── DATA EXCERPTS
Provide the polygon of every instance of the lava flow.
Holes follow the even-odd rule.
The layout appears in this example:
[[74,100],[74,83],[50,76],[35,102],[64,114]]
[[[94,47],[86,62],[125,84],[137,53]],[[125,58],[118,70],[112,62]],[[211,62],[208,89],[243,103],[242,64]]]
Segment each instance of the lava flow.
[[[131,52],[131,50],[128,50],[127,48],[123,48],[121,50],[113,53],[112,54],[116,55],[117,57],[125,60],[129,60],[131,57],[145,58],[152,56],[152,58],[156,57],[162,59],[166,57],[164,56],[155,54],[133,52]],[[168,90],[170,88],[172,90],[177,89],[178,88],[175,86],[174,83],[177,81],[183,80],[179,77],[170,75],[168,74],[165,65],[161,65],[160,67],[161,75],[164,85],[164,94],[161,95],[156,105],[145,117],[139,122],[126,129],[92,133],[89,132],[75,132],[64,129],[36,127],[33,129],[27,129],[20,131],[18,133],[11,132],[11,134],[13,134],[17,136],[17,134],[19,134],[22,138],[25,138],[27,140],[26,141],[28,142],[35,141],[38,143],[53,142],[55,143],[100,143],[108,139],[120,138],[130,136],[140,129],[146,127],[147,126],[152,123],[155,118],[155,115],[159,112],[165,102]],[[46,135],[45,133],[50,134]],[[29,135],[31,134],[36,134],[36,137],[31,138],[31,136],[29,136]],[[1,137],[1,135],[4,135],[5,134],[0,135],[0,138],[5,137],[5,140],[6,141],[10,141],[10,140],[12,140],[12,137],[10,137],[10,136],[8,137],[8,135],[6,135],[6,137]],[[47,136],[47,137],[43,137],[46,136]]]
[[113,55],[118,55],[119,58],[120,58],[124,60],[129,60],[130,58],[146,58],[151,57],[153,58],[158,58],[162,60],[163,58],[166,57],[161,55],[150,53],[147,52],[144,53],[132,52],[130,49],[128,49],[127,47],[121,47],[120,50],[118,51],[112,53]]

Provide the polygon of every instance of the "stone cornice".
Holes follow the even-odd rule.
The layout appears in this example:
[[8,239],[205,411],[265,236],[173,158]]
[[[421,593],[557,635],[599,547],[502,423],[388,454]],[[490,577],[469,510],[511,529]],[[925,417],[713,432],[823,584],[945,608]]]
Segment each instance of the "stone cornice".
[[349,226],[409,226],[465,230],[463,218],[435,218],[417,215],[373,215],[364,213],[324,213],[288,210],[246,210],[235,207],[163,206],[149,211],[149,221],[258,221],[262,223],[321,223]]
────
→ **TASK DIRECTIONS**: Reproduce all of the records above, substituting "occurrence" for every occurrence of "instance" and leaving everything else unchanged.

→ **RESULT OF THIS TASK**:
Provide the polygon of every occurrence of the lava flow.
Holes follow the even-odd rule.
The layout appears in this example:
[[74,100],[74,83],[50,76],[35,102],[64,114]]
[[[94,47],[86,62],[125,84],[137,53]],[[125,58],[118,70],[112,62]],[[211,62],[208,89],[243,103],[242,64]]]
Segment each occurrence of the lava flow.
[[[131,52],[131,50],[128,50],[127,48],[123,48],[121,50],[113,53],[112,54],[116,55],[117,57],[125,60],[129,60],[131,57],[145,58],[152,56],[152,58],[156,57],[162,59],[166,57],[164,56],[155,54],[133,52]],[[168,90],[170,88],[172,90],[177,89],[178,88],[175,86],[174,83],[177,81],[183,80],[179,77],[170,75],[168,74],[165,65],[161,65],[160,67],[161,75],[164,85],[164,94],[161,95],[156,105],[145,117],[139,122],[126,129],[92,133],[89,132],[75,132],[64,129],[36,127],[33,129],[27,129],[20,131],[18,133],[11,132],[11,134],[13,134],[17,136],[17,134],[19,134],[22,138],[25,138],[27,140],[26,141],[28,142],[35,141],[38,143],[53,142],[55,143],[100,143],[108,139],[120,138],[130,136],[140,129],[146,127],[147,126],[152,123],[155,118],[155,115],[159,112],[165,102]],[[46,135],[45,133],[50,134]],[[29,135],[31,134],[36,134],[36,137],[31,138],[31,136],[29,136]],[[1,137],[1,135],[4,135],[5,134],[0,135],[0,138],[5,137],[5,140],[6,141],[10,141],[10,140],[12,140],[12,137],[10,137],[10,136],[8,137],[8,135],[6,135],[6,137]],[[47,136],[47,137],[43,137],[46,136]]]
[[113,55],[118,55],[119,58],[120,58],[124,60],[129,60],[130,58],[146,58],[151,57],[153,58],[158,58],[162,60],[163,58],[166,57],[161,55],[150,53],[147,52],[144,53],[132,52],[130,49],[128,49],[127,47],[121,47],[120,50],[118,51],[112,53]]

Provide the polygon of every occurrence of the "stone cornice".
Holes follow the even-odd rule.
The layout appears in this example:
[[8,239],[205,411],[265,236],[173,158]]
[[[421,593],[557,635],[599,547],[502,423],[388,454]],[[490,577],[469,510],[511,529]],[[925,417],[713,432],[823,584],[945,608]]]
Segment each occurrence of the "stone cornice".
[[349,226],[409,226],[465,230],[463,218],[435,218],[417,215],[373,215],[364,213],[324,213],[288,210],[246,210],[235,207],[163,206],[149,211],[149,221],[258,221],[262,223],[321,223]]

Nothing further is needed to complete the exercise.